**GIVEN PROBLEM:** Copy the part of the listing that opens with the line containing "panel and put a dot on each instance?" and runs through the end of the listing, switching each "pick out" to "locate" and leaving everything else unchanged.

(Data drawn from a collection)
# # # # #
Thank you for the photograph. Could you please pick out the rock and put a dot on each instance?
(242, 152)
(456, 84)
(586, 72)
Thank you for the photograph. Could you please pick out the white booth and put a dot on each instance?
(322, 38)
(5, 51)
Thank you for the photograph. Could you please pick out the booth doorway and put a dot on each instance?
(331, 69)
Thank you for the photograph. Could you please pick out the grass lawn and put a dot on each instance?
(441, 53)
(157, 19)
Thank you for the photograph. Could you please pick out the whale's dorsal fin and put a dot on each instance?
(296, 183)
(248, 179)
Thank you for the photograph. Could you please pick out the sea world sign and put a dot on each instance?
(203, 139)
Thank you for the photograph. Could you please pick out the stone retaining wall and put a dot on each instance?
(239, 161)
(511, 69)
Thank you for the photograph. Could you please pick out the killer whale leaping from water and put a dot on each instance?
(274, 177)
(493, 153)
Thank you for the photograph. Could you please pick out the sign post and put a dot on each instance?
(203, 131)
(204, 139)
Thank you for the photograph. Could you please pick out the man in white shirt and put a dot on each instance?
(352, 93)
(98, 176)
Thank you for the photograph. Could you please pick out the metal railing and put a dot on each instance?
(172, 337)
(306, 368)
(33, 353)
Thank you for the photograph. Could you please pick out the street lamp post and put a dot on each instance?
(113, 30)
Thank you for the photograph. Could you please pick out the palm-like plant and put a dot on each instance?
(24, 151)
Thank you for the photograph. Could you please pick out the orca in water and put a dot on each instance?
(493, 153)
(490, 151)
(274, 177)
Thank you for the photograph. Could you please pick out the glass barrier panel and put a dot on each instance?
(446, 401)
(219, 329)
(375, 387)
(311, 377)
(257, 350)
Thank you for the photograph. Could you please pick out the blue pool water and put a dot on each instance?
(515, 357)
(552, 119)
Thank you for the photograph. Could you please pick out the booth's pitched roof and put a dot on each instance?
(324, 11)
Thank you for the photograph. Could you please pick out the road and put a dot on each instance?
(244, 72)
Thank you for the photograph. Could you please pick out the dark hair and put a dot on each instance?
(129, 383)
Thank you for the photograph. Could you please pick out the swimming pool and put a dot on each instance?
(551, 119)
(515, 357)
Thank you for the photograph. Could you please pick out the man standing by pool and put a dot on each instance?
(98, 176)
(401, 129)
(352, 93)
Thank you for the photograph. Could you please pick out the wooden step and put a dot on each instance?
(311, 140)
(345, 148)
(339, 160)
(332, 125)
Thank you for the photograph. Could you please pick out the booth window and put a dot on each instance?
# # # # #
**OUTPUT OF THE TASK:**
Thank you for the photograph. Could you please locate the glass barrier panel and put a dot on each instance?
(446, 401)
(219, 329)
(375, 387)
(311, 377)
(257, 350)
Thank you for the photograph. Could you please locate the blue pool water and put a dot on each instance?
(515, 357)
(552, 119)
Thank you for the photograph. Could you please locate the booth's pitched roof and put a dot on each instance?
(324, 11)
Thank you for the photograph. Could you please locate the road and put a dot on each instance?
(244, 72)
Thank you for the photograph. Could you please locate the dark hair and put a dot on each instance?
(129, 383)
Thank you for the photograph. Could you please locate the swimming pool and put a dot on each instance?
(551, 119)
(515, 357)
Thank you for the photograph. Could you please locate the man standing by pool and put a dot on each instance?
(98, 176)
(401, 129)
(352, 93)
Thank you for the photograph. Could you please locate the wooden step and put a dot on each instance?
(311, 140)
(345, 148)
(339, 160)
(332, 125)
Thank you for the photograph. Could you please locate the booth window and put a dot on each instance?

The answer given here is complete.